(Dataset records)
────────────────────

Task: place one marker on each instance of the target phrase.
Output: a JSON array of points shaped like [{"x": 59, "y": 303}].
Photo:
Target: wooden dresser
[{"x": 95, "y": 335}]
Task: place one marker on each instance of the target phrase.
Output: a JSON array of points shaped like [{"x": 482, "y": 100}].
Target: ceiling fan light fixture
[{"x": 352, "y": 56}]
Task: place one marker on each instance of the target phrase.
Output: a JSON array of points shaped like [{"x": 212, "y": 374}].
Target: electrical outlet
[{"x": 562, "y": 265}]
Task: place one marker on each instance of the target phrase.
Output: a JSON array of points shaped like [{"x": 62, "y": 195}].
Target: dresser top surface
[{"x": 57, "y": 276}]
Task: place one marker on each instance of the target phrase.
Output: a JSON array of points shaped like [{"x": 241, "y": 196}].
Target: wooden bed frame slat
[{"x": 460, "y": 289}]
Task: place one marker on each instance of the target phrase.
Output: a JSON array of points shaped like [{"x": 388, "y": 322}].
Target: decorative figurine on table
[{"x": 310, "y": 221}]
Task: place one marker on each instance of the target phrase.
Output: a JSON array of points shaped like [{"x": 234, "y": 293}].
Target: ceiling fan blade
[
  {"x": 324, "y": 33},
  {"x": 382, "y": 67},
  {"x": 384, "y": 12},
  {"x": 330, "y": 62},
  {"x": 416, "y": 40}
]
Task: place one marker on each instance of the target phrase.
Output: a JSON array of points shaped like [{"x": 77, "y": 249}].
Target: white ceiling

────────────────────

An exact copy of the entries from the line containing "Target: ceiling fan blade" through the last line is the expected answer.

- ANSWER SPACE -
Target: ceiling fan blade
[
  {"x": 324, "y": 33},
  {"x": 382, "y": 67},
  {"x": 384, "y": 12},
  {"x": 330, "y": 62},
  {"x": 416, "y": 40}
]
Task: place one marker on each instance of the target phrase.
Output: a JSON array of points shaped like [{"x": 77, "y": 249}].
Target: white ceiling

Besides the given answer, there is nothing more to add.